TEXT EXCERPT —
-.-.-

So just how many overwritten spec screenplays have you sent off and not gotten back yet?

 

You do know that there's a difference between film and books, right?

It's an entirely different medium with different rules.

No one in the film industry wants to read "intelligent" (and most of the time they're just shallow, masked diaries of self obsessed amateurs with Hollywood-itis) screenplays. Movies are different. And that's not to say that there aren't profound, inspiring works of pure celluloid genious out there -- it's just that movies aren't books.

A film that's too 'deep' can quickly lose its audience.

As a filmmaker, you're given 1.5-2 hours to entertain, teach, provoke, etc.

Not 10 hours.

 

Take the L.O.T.R trilogy for example.

The books are sick. I loved them all word for word, but I'd never sit through a film that long and I wouldn't think of reading or writing a script that long either.

-.-.-

RECORDS —
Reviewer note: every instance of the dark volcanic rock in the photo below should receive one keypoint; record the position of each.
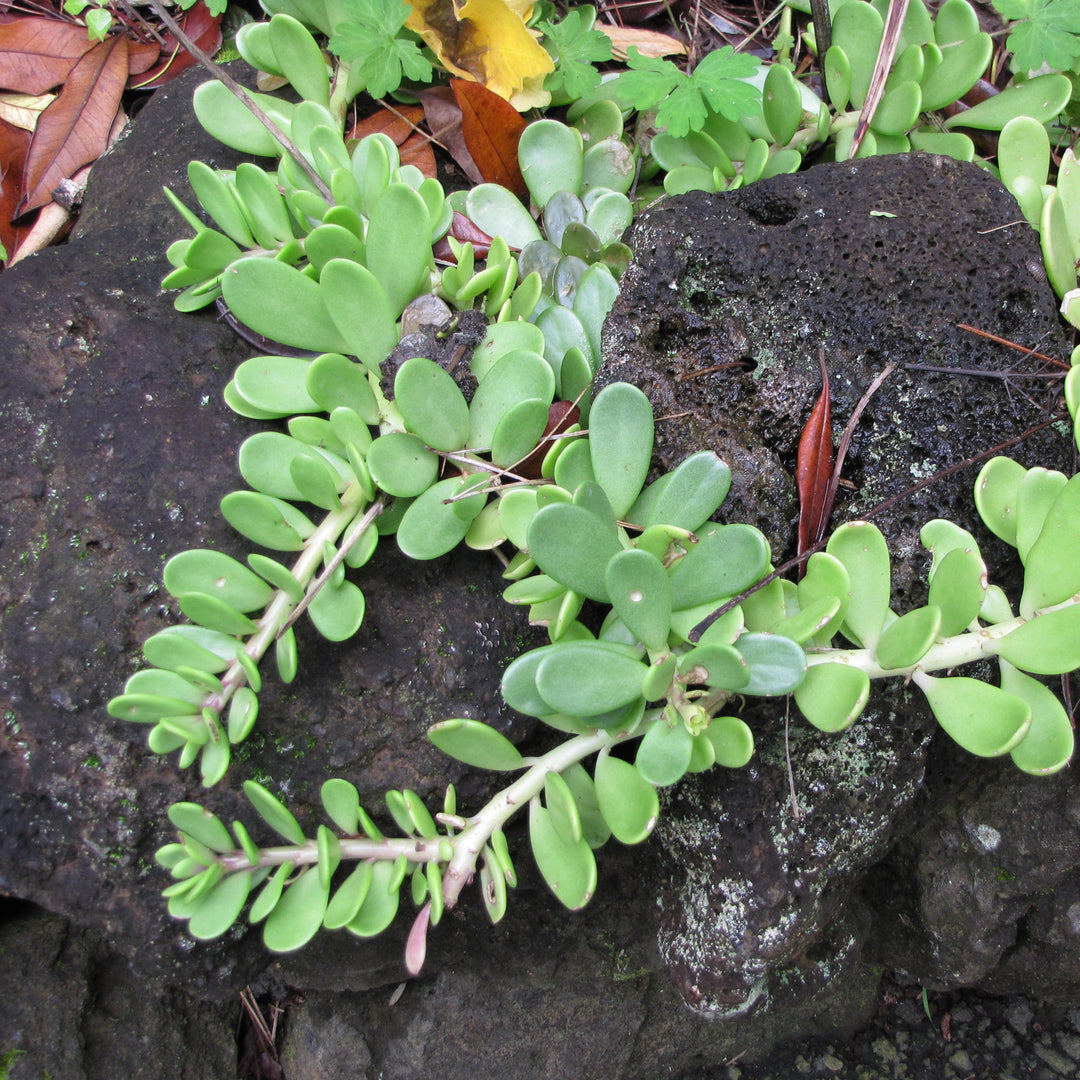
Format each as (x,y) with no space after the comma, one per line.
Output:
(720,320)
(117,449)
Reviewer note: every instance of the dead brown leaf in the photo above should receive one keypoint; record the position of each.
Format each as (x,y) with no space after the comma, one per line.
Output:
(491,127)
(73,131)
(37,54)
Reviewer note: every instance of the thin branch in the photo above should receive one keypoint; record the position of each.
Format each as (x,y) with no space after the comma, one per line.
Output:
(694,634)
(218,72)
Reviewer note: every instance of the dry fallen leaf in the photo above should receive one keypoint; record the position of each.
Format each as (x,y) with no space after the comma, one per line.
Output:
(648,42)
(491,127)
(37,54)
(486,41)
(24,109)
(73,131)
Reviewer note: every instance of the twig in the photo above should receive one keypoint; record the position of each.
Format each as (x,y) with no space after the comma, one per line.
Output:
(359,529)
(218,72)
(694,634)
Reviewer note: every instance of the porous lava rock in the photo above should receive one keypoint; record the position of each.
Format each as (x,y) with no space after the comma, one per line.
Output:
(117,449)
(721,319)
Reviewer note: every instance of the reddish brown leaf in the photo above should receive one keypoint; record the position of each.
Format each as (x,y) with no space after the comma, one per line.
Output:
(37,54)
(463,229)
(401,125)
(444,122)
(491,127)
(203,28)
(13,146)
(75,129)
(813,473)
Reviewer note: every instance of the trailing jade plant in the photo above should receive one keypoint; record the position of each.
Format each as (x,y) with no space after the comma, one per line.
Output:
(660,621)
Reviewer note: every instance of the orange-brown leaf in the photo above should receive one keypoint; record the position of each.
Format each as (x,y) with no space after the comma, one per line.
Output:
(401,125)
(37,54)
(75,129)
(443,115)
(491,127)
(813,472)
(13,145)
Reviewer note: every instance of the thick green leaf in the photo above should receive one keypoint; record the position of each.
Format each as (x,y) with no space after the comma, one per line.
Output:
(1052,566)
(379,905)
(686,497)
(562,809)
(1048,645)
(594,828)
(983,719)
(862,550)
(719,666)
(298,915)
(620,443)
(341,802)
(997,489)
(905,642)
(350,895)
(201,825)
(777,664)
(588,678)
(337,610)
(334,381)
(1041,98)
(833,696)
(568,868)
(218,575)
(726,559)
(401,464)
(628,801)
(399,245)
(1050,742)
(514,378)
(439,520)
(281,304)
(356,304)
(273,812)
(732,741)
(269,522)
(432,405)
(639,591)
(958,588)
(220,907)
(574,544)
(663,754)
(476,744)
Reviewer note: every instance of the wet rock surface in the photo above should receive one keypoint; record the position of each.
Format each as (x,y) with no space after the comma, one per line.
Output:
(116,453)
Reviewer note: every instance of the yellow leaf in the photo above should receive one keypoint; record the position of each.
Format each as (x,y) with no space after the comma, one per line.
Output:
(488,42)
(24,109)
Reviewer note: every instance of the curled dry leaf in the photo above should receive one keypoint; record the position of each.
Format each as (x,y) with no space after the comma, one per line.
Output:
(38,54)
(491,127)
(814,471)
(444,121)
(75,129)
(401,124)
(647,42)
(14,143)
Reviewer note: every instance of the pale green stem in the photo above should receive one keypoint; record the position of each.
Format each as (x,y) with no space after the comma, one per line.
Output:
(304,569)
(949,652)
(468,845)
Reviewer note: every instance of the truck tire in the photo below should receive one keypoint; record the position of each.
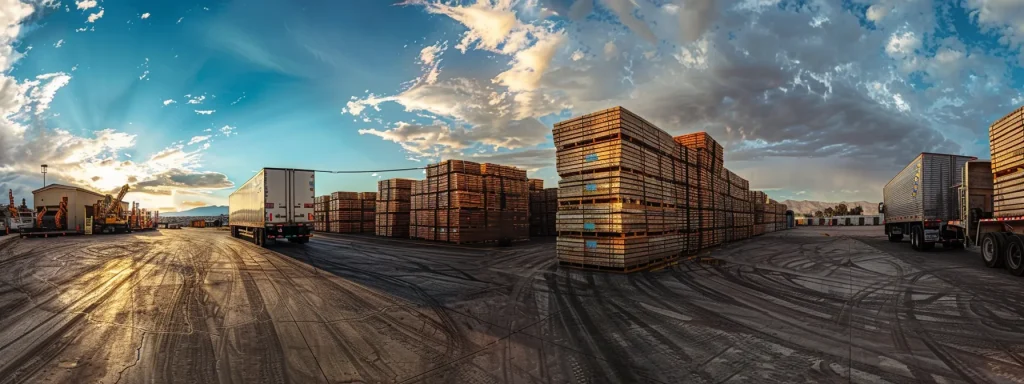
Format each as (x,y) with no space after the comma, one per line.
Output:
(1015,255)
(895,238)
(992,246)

-.-.-

WRITTEN EXERCISE — Continue the commentary on why screenplays differ from books, starting after its final sentence.

EXERCISE OUTPUT —
It would be torture for the audience and for the filmmakers themselves.

 

Instead, Peter Jackson & Co. devised a theater-friendly version of the STORY which was not only a tremendous worldwide success, it led people to rediscover the magic of Tolkien's work through a medium EVERYONE CAN ENJOY.

 

If you don't like the fact that movies aren't always as profound and deep (to you) as some books are - then go write novels.

 

And I'll second what J. Lamar King said.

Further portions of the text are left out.